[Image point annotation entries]
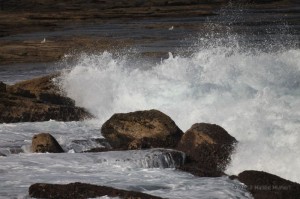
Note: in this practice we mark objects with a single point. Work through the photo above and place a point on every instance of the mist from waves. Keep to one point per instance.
(253, 91)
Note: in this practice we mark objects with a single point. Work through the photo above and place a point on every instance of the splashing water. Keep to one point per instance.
(254, 94)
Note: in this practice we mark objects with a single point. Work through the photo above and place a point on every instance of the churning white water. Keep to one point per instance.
(254, 93)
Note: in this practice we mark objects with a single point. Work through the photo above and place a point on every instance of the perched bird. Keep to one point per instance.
(44, 41)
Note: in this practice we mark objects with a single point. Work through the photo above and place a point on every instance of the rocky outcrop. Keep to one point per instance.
(264, 185)
(38, 100)
(82, 191)
(140, 130)
(45, 142)
(208, 148)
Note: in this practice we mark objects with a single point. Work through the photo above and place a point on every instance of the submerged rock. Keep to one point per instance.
(208, 148)
(81, 190)
(140, 130)
(38, 99)
(264, 185)
(45, 142)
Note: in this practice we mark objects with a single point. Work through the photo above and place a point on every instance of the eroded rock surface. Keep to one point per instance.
(80, 190)
(140, 130)
(45, 142)
(38, 100)
(208, 148)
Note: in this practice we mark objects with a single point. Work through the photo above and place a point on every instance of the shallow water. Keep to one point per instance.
(242, 77)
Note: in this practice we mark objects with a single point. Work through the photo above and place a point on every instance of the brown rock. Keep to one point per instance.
(2, 87)
(264, 185)
(44, 142)
(38, 99)
(80, 191)
(208, 148)
(141, 129)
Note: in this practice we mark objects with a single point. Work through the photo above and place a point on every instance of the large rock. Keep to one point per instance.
(141, 129)
(38, 99)
(264, 185)
(44, 142)
(208, 148)
(82, 191)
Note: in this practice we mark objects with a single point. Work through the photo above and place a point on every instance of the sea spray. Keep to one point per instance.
(252, 93)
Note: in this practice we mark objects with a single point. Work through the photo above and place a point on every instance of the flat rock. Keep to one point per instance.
(140, 130)
(38, 100)
(45, 142)
(81, 190)
(264, 185)
(208, 148)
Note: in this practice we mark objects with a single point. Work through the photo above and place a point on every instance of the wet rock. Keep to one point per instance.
(45, 142)
(140, 130)
(80, 191)
(208, 148)
(264, 185)
(2, 87)
(38, 99)
(1, 154)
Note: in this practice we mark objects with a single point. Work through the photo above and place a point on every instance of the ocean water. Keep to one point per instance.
(246, 82)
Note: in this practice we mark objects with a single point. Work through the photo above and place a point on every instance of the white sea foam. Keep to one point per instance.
(254, 94)
(18, 172)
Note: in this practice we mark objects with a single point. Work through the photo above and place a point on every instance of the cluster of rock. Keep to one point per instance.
(38, 99)
(208, 148)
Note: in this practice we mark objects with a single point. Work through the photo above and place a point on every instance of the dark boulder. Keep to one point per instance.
(140, 130)
(82, 191)
(208, 148)
(264, 185)
(44, 142)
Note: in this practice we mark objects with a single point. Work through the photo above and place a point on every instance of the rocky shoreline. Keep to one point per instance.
(36, 100)
(31, 16)
(207, 148)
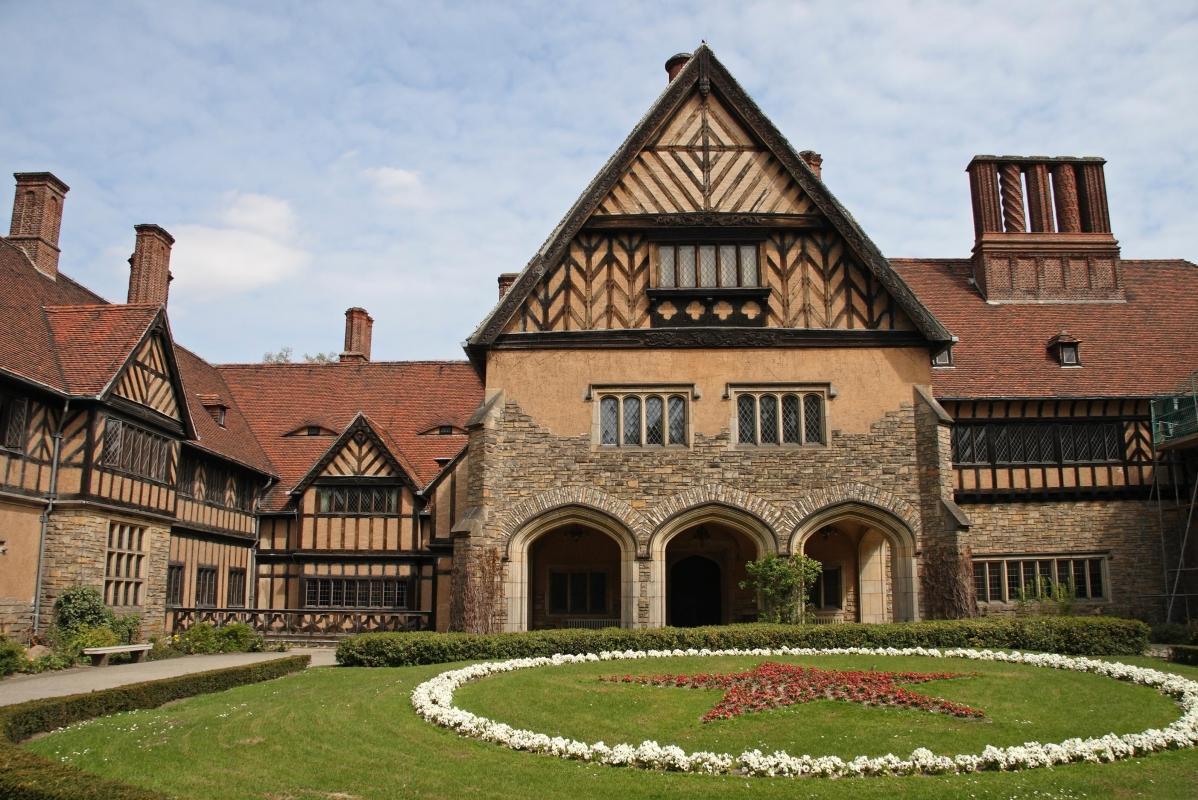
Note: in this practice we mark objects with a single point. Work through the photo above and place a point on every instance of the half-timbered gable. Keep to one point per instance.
(707, 218)
(149, 379)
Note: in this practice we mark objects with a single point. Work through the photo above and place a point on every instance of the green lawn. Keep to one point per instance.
(351, 733)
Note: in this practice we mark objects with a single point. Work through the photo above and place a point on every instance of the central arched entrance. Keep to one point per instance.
(691, 600)
(697, 565)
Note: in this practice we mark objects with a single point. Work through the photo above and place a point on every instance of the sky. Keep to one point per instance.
(398, 156)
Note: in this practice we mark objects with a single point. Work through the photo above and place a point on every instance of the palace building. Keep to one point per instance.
(707, 361)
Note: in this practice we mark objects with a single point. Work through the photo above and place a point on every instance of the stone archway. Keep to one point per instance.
(569, 521)
(876, 551)
(724, 534)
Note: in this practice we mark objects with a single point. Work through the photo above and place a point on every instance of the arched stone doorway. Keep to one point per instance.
(697, 561)
(570, 568)
(869, 564)
(691, 599)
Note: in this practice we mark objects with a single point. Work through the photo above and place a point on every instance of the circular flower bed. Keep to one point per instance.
(434, 701)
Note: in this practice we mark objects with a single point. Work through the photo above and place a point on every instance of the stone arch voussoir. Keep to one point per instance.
(586, 497)
(849, 494)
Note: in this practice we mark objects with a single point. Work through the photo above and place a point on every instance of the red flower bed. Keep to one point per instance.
(776, 685)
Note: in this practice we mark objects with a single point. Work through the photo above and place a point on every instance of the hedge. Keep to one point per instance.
(1184, 654)
(25, 775)
(1068, 635)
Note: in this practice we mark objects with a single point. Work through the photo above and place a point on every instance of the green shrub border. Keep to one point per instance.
(1184, 654)
(1066, 635)
(24, 775)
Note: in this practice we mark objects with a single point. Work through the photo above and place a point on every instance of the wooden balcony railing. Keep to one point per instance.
(302, 623)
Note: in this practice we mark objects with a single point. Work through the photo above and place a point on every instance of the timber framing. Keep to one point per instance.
(707, 74)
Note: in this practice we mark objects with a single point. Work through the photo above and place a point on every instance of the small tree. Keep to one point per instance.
(782, 583)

TASK DETAILS:
For this exercise, please retype exactly the lines in the listing from the line with "voussoir. Keep to one point per instance." through its last line, both ends included.

SOLUTION TO THIS TASK:
Note: in this practice we mark objects with a single point. Work through the photo above and place a point on every instance of the stone arch voussoir. Keep to one point per instance.
(586, 497)
(849, 494)
Note: in this practice we mark objects with a single point. Work through the photo above and place a point on every instance of the red flower bed. Keep to one point per instance.
(776, 685)
Note: in this practice we mark objects with a single point. Work through the photo above and place a point on every instance of the hedge. Keep to one point per instance.
(1184, 654)
(25, 775)
(1068, 635)
Note: in this practice we mark objects with a single point. Work through the photo above and place a point on every instance of the green shrub border. Keep to one point per instance.
(1184, 654)
(1066, 635)
(24, 775)
Note: in this practice we mark objects with a single point. Work through the photo above and place a point on every instance of the wooden balcony railing. Keep to one point per instance.
(302, 623)
Note: in this practice we mark objects with a single point. Work through the photo above and place a point on every instance of the timber framing. Keep to one point per instance.
(707, 74)
Note: in this practice we mark objects with a single point. Work through the photo above and place a point on every instance of the small tree. Keep to one point per instance.
(782, 583)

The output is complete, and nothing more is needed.